** START OF The data **

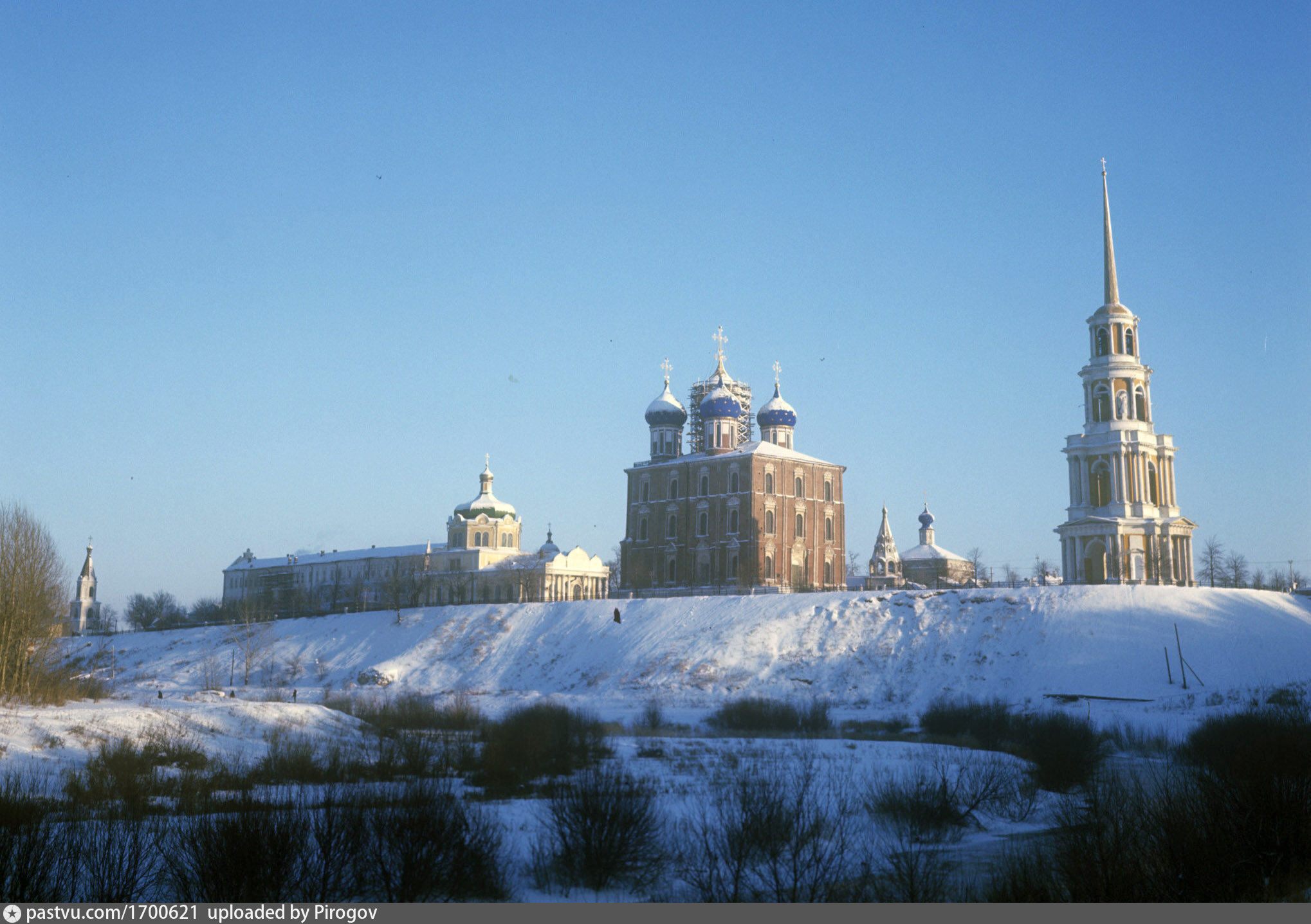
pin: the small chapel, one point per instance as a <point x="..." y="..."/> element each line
<point x="927" y="565"/>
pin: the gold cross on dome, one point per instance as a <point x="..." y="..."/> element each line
<point x="720" y="340"/>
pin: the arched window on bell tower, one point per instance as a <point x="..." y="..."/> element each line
<point x="1099" y="484"/>
<point x="1100" y="403"/>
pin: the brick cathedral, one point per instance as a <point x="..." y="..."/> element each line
<point x="736" y="514"/>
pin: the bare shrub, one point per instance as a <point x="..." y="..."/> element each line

** END OF The data **

**What to produce:** Copy the lines above word for word, leaving out the pictures.

**Finished task:**
pin: the small chapel, one point per instance as a <point x="..." y="..."/> element each line
<point x="927" y="565"/>
pin: the gold cross on dome, one point per instance as a <point x="..." y="..."/> element each line
<point x="720" y="340"/>
pin: the arched window on bell tower, one point per instance as a <point x="..." y="..."/> element each line
<point x="1099" y="484"/>
<point x="1100" y="403"/>
pin: the brick cathedral, one point per instance as a <point x="..." y="..."/> element each line
<point x="736" y="514"/>
pin: the bare shrub, one point per instance as a <point x="..." y="..."/> element each line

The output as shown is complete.